• TAREFA A REALIZAR:
Prossiga o texto sobre a produtividade em Angola, começando logo após a última frase apresentada.

• TEXTO PARA LEITURA:
*-*-*

Ao fim de meia-hora já consegui gozar com a situação: como detesto a Nokia, de certa forma não tinha sido assaltado; podia dizer-se que tinha pago uns kwanzas a um brother para me livrar daquele trambolho. O prolongamento da comédia deu-se esta manhã, quando o M., o homem da logística da empresa, decidiu telefonar para o meu "ex-telemóvel "para falar com o ladrão, só para o sondar:

- Temos de nos encontrar, você tem de me ajudar, eu preciso do telemóvel.
- Ya, quanto é que você quer pagá?
- Não, você é que tem de dizer o preço que quer.
- Cem dólares...

Revendo a situação, encaramo-la como se de uma lição se tratasse (tal como um recém-encartado que só modera o seu excesso de confiança depois de enfiar o carro na traseira do vizinho da frente): não voltar a sair do trabalho àquelas horas absurdas e não voltar a frequentar certos trajectos, independentemente da hora. Felizmente o preço do banho de consciência ficou-se pelos danos materiais.

terça-feira, 10 de fevereiro de 2009

Viabilidade, produtividade, mentalidade, mobilidade, e outras coisas que vêm com a idade


Angola é, a par com a China e com a Índia, um dos países com maior crescimento económico. Mas não se pode dizer que os efeitos da crise global não são notados por cá: pela primeira vez na última meia dúzia de anos, aquela taxa vai ficar abaixo da barreira psicológica dos... 10%. Uma contrariedade, portanto...

No entanto, frequentemente dou por mim a pensar que este crescimento podia ser ainda maior se a produtividade também o fosse. O que, para usar uma expressão tipicamente angolana, «é complicaaado». Não é só o porto entupido de contentores, que atrasa as importações de equipamentos essenciais ao funcionamento das empresas. Não é só a lentidão natural dos processos, provocada pela burocracia da administração pública, pela inércia colectiva, e pela sede de gasosas. Esses talvez sejam os factores mais visíveis e mais comentados pelos portugueses que passam aqui uma temporada. Mas há outros, que até pode ser que tenham menos peso, mas que também ajudam... a atrapalhar.

Ainda hoje não engoli que um país exportador de petróleo, por só ter uma refinaria, seja importador dos seus derivados. Pior, a estes, ao contrário de quase tudo o resto, a lei da oferta e da procura não se aplica: o preço é absurdamente baixo, apesar dos postos de abastecimento estarem sempre a abarrotar. Ora, a meia-horinha da praxe perdida na fila está garantida; quem não o fizer ao fim-de-semana, durante os dias úteis vai chegar atrasado ao emprego, sem qualquer remorso.

*-*-*

• INFORMAÇÃO FORNECIDA:
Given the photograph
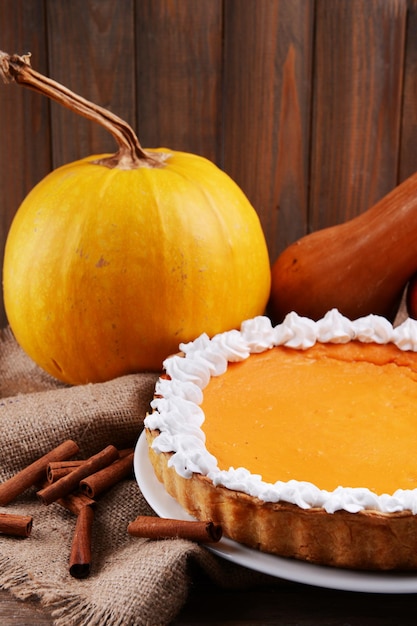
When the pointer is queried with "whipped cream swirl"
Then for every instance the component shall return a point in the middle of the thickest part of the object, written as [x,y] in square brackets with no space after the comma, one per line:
[176,411]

*-*-*

• RESULTADO DA TAREFA:
Algumas funcionalidades modernas, a que nos habituámos há mais de uma década, ainda não chegaram cá. Enquanto em Portugal se pode fazer o pagamento de serviços nas caixas multibanco, na internet, e a partir de agora até nas lojas com TPA, em Angola o pagamento da água obriga a ir à EPAL, o da electricidade à EDEL, o do telefone à Angola Telecom, e o da televisão ao banco, correndo o risco de o sistema informático estar em baixo ou de se terem esgotados os impressos. Felizmente a empresa tem um funcionário que, um dia por mês, trata de todos estes assuntos, mas e o resto dos angolanos, vai fazê-lo quando?

A mobilidade – ou a falta dela –, mais do que um simples aborrecimento, é um entrave. E já o é apenas pelo facto de não haver transportes públicos decentes, de muita gente usar o carro próprio, e das ruas não estarem preparadas para tanto trânsito. A recolha de lixo em hora de ponta dá uma pequena ajuda, mas a cereja no topo do bolo são os cortes de estrada para repavimentação sem aviso prévio, que desviam o trânsito para as ruas circundantes. No caso da zona do Prenda/Cassenda, os desvios são feitos para dentro do musseque, e os cortes de estrada são para tapar os buracos com baldes de entulho. Vale a pena, portanto. Ou então não...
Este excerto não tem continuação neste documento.